Stated task ▸ Rewrite the part of the lines that opens with the first line and closes with the line containing "(191, 331), (278, 621)", replacing "corner points" with "corner coordinates" and leaving everything else unchanged.
---*---
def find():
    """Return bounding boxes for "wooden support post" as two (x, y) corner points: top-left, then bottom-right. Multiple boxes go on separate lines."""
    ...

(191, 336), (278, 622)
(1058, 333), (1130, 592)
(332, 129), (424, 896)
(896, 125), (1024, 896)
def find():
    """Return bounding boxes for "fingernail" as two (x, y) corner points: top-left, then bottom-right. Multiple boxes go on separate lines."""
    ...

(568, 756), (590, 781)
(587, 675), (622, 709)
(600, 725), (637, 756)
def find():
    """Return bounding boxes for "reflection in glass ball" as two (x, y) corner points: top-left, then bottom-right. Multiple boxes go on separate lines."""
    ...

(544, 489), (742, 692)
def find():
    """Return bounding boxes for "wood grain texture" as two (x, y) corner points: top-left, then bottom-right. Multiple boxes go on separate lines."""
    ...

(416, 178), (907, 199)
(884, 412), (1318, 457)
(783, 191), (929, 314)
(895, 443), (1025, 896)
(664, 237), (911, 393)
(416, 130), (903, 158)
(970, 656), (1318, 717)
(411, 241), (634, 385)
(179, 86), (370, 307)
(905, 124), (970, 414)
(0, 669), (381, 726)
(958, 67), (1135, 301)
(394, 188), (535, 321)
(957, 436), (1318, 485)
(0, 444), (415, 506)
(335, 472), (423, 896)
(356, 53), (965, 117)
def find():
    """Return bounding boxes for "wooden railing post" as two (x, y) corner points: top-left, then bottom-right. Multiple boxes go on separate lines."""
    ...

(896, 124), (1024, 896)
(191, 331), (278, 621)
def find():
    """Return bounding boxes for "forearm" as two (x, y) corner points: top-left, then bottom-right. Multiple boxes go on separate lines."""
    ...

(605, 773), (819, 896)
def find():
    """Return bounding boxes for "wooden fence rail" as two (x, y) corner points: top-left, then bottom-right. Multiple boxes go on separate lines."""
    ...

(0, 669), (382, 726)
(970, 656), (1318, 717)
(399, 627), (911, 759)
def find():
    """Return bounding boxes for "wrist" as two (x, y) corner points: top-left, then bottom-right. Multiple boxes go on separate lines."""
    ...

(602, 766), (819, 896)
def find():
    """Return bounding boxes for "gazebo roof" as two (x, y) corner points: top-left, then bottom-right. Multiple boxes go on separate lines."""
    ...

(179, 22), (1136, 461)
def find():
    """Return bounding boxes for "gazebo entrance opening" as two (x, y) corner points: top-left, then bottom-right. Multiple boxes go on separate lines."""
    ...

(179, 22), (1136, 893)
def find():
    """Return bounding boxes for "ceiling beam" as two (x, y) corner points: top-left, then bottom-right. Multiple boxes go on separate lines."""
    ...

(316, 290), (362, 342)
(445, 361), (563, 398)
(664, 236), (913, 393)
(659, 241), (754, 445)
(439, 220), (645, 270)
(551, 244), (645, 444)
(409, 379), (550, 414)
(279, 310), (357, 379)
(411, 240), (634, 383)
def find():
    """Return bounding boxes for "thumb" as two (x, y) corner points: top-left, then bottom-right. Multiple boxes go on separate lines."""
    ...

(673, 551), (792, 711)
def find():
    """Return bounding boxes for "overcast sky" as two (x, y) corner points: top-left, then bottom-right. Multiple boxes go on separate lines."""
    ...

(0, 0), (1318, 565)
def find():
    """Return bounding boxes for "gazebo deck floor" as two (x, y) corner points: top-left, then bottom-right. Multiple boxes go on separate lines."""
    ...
---*---
Answer to the task ▸
def find():
    """Return bounding boxes for "wooden support post" as two (x, y) corner coordinates: top-left, then bottom-right. Multiple boxes go on separate lines."""
    ...

(191, 336), (278, 622)
(1058, 333), (1130, 592)
(332, 129), (424, 896)
(896, 125), (1024, 896)
def find():
    """Return bounding boxes for "fingernail" as two (x, y) corner coordinates: top-left, then bottom-right. Multiple boxes go on separate lines."""
    ...

(568, 756), (590, 781)
(587, 675), (622, 709)
(600, 725), (637, 756)
def find():
    """Return bounding boxes for "reflection in glass ball" as two (x, y) corner coordinates: top-left, then bottom-right. Multiple boxes go on separate lines."""
    ...

(544, 489), (742, 692)
def find():
    """Return bounding boxes for "wood grain texture" as two (x, y) corner coordinates: top-left, then bottom-right. Multiple boxes go on separate lines."""
    ...

(416, 178), (907, 199)
(884, 412), (1318, 457)
(783, 191), (929, 314)
(895, 443), (1025, 896)
(664, 237), (911, 393)
(416, 130), (903, 158)
(970, 656), (1318, 717)
(411, 241), (634, 385)
(179, 86), (370, 307)
(905, 124), (970, 414)
(0, 669), (381, 726)
(958, 67), (1135, 301)
(394, 188), (535, 321)
(957, 436), (1318, 485)
(0, 444), (415, 506)
(335, 472), (423, 896)
(356, 53), (965, 117)
def find():
    """Return bounding boxes for "wooden railing post" as two (x, y) corner coordinates: top-left, then bottom-right. Multiple boxes go on separate lines."""
    ...

(896, 124), (1024, 896)
(191, 331), (278, 621)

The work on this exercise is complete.